▶ _Task requirements_: Down to the last line, print the entries below exactly, and keep every picture out of the copy.
- - - -
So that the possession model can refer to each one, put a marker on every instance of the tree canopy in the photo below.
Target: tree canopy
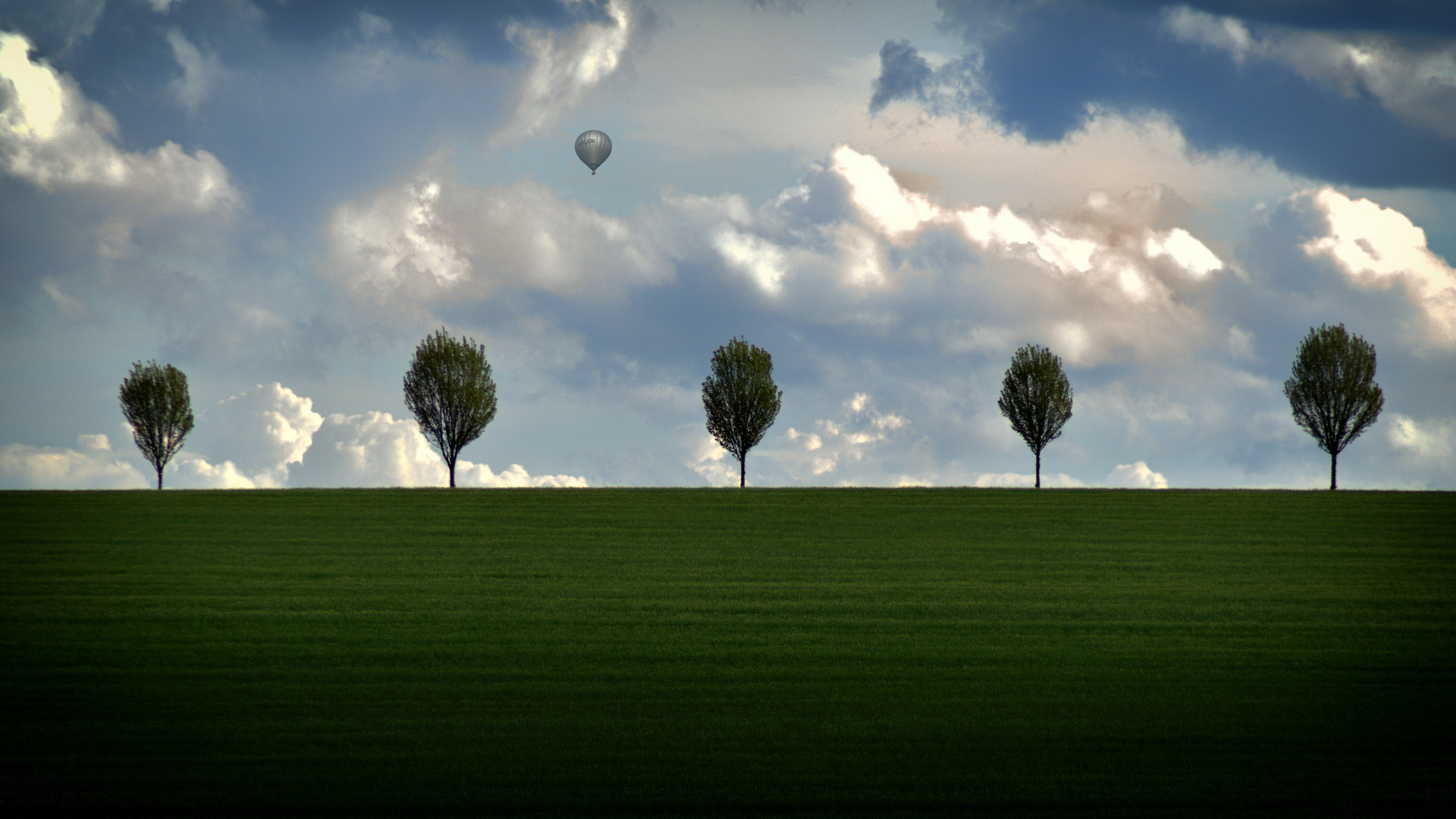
(1036, 398)
(450, 391)
(742, 400)
(1332, 391)
(156, 404)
- - - -
▶ _Output for this task_:
So that the possession model can refer to each one, put a marker on every instance of the tree canopy in the photo below.
Target: tree canopy
(1036, 398)
(450, 391)
(742, 400)
(1332, 391)
(156, 404)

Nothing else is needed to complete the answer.